== Goal of the exercise ==
From first line to last, give the records again word for word and omit the pictures.
Records for processing START
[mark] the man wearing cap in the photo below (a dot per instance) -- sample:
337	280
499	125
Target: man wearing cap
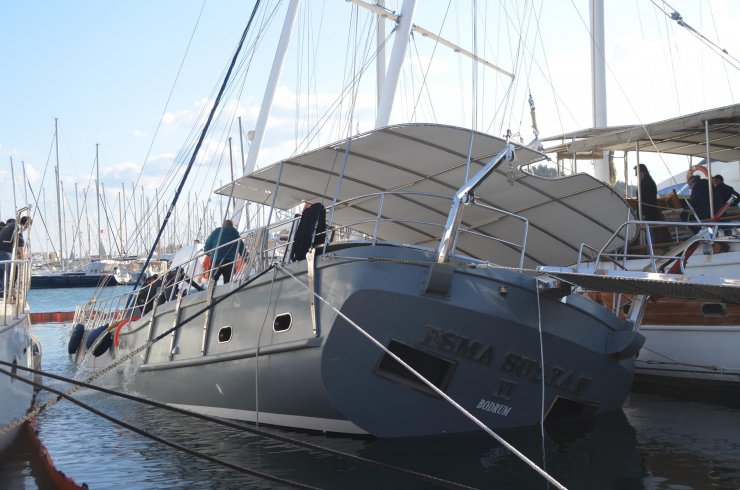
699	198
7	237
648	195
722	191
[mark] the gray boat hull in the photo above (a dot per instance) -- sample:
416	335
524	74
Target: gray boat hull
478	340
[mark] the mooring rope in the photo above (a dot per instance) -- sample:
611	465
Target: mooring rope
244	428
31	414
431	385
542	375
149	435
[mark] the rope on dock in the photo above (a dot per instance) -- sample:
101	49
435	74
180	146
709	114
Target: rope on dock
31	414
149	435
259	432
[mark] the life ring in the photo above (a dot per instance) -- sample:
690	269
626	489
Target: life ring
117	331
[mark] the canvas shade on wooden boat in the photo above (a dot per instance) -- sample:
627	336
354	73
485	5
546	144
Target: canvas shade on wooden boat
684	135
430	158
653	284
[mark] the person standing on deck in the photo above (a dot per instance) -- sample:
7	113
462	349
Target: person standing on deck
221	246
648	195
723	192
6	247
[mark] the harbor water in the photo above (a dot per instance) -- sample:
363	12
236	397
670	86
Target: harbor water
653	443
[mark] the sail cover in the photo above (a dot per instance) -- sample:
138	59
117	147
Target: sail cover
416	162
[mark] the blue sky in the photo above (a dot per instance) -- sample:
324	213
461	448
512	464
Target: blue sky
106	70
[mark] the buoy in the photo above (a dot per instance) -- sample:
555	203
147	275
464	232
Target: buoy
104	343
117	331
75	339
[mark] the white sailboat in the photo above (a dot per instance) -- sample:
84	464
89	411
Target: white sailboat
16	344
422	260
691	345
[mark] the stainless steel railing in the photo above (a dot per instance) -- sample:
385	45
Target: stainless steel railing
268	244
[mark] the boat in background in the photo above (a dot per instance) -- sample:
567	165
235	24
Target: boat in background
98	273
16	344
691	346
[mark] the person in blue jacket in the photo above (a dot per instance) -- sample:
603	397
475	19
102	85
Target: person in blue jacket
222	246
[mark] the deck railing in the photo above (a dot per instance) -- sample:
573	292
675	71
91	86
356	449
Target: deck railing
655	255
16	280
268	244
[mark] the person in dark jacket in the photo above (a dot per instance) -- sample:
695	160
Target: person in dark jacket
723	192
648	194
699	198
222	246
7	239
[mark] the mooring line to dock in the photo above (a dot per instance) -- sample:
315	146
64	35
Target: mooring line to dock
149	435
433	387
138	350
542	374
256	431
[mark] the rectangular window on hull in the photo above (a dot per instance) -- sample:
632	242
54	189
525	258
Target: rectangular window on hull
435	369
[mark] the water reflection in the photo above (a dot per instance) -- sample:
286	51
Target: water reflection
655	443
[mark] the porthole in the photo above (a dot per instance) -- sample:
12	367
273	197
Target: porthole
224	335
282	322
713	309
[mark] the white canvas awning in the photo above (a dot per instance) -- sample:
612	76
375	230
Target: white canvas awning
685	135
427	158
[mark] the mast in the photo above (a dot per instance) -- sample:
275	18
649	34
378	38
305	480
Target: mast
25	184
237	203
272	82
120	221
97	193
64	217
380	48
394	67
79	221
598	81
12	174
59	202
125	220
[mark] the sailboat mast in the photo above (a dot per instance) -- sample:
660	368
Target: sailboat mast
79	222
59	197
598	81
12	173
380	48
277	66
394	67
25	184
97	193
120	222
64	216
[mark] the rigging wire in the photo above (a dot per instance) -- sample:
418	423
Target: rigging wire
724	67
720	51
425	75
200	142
Records for processing END
== Answer section ==
[mark] the man wearing cap in the photo below (a dot per instance) -- sample:
337	280
499	125
Target: man wearing cap
699	198
7	237
648	195
722	191
[mark] the gray boat hull in the photo above (a dot per instance) -- sample:
416	335
524	74
Target: gray boat hull
478	340
[mark] the mooring rope in the photo above (a dot per instance) -- sample:
611	465
Target: mooring rope
244	428
31	414
431	385
542	375
149	435
[mark] the rope on dock in the photo above (a dot per instance) -- sample:
101	49
435	74
180	146
709	114
Target: rope on dock
31	414
149	435
259	432
[mark] the life ring in the photo above (a dot per instance) -- sample:
690	269
626	489
Target: life ring
117	331
[mark] the canvas shade on wooden boat in the photo above (a dot per instance) -- sample:
627	336
354	73
485	5
546	144
Target: canvas shade on wooden boat
684	135
430	158
653	284
[mark] the person standing on deck in the photo above (a dot per instance) -- sample:
7	113
462	349
Target: person standing on deck
221	246
648	195
723	192
6	247
[mark] the harbor water in the photo above (a dot per instance) -- sample:
363	12
236	397
670	86
Target: harbor water
653	443
[mark] the sail cover in the photo above (a dot per instance) -- sample:
138	59
117	147
Target: sail cover
416	162
[mark] the blue sky in the photo above (a dot per instance) -- sample:
324	213
461	448
512	464
Target: blue sky
106	70
[mark] the buoy in the photo above (a dot per instance) -- sample:
555	203
147	275
464	232
Target: buoy
104	343
117	331
75	339
[mark] the white sailboat in the photo above (a dot per instance) -- sample:
84	464
89	411
Target: white sailboat
16	344
422	260
691	345
[mark] the stainless steel railing in the photo above (a dot per instance) -- sample:
385	45
Target: stainless steel railing
268	244
[mark] the boat in background in the photo above (a dot per instance) -- sample:
567	165
235	24
Target: boat in background
98	273
16	344
691	346
[mark] the person in blue jacket in the photo above (a dot per instance) -- sample:
603	397
475	19
102	85
Target: person in blue jacket
222	246
[mark] the deck railing in the photo above (a dot per instance) -- sample:
573	292
675	71
91	86
356	449
Target: deck railing
655	255
16	280
268	244
[mark] the person in dark jacket in the photo above (a dot per instance) -- sample:
695	160
Target: person in dark jacket
723	192
648	194
699	198
222	246
7	239
[mark] the mooring line to dock in the photo above (a dot per instance) -- sample:
315	146
64	35
Target: mooring line to dock
149	435
433	387
138	350
542	374
256	431
[mark] the rectangular window on hull in the photo above (a dot per instance) -- sample:
632	242
54	189
525	258
Target: rectangular window on hull
435	369
[mark] the water reflection in the photo above (a dot per instance) -- sample:
286	51
Target: water reflection
655	443
[mark] the porthole in the photo above (a dot per instance) -- sample:
12	367
273	197
Target: porthole
224	335
282	322
713	309
[mark] the white canvas awning in the photo above (a dot per instance) -- sample:
612	76
375	230
Target: white canvas awning
685	135
427	158
[mark] the mast in the photo above (a dot per instance) -- sample:
275	18
649	34
378	38
305	480
Target: mast
25	184
237	203
272	82
120	221
97	193
64	217
380	48
394	67
79	221
598	81
12	174
59	202
125	220
[mark] the sailboat mast in the photo above (a dot per instance) -- sample:
660	368
Target: sailboat mast
79	222
59	197
598	81
12	173
380	48
277	66
394	67
25	184
97	193
120	222
64	216
[mark] the rigging wire in the photo above (a dot per instance) -- sample:
418	423
Target: rigging wire
724	67
720	51
425	75
200	142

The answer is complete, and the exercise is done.